■ **Directions for this task**
Copy out every line below that contains the string "instance". Matching is case-sensitive.

■ **Provided material**
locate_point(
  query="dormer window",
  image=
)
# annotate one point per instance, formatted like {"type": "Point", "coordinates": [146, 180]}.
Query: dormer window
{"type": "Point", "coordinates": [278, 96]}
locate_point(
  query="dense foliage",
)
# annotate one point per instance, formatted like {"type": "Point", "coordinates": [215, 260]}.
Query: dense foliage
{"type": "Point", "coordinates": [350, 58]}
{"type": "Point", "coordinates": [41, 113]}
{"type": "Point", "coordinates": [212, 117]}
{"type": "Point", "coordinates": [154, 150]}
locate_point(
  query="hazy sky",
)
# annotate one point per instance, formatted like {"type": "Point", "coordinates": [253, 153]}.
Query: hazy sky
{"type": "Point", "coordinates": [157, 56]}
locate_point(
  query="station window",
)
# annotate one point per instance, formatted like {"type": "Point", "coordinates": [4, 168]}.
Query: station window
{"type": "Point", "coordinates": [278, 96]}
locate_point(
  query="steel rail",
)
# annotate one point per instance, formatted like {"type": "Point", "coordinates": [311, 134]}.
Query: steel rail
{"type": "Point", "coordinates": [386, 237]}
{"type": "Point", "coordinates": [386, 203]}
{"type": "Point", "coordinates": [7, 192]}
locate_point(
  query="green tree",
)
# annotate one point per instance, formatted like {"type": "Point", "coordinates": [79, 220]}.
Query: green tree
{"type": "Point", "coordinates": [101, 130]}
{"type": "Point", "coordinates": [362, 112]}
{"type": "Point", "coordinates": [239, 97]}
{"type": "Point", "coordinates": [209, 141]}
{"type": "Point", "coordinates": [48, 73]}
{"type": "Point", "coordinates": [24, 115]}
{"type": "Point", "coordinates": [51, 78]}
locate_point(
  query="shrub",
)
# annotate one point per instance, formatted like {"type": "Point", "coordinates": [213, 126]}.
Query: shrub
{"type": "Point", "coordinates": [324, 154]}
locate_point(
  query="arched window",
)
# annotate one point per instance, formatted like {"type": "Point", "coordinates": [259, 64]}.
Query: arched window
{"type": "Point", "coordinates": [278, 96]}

■ **Response to the exercise**
# annotate one point per instance, formatted like {"type": "Point", "coordinates": [146, 180]}.
# annotate one point per instance, formatted like {"type": "Point", "coordinates": [215, 260]}.
# annotate one point per instance, formatted like {"type": "Point", "coordinates": [253, 153]}.
# annotate one point per instance, formatted like {"type": "Point", "coordinates": [4, 168]}.
# annotate one point per instance, formatted like {"type": "Point", "coordinates": [311, 134]}.
# annotate one point per instance, formatted like {"type": "Point", "coordinates": [79, 220]}.
# annotate one point per instance, formatted like {"type": "Point", "coordinates": [213, 126]}.
# annotate one point per instance, formatted like {"type": "Point", "coordinates": [259, 64]}.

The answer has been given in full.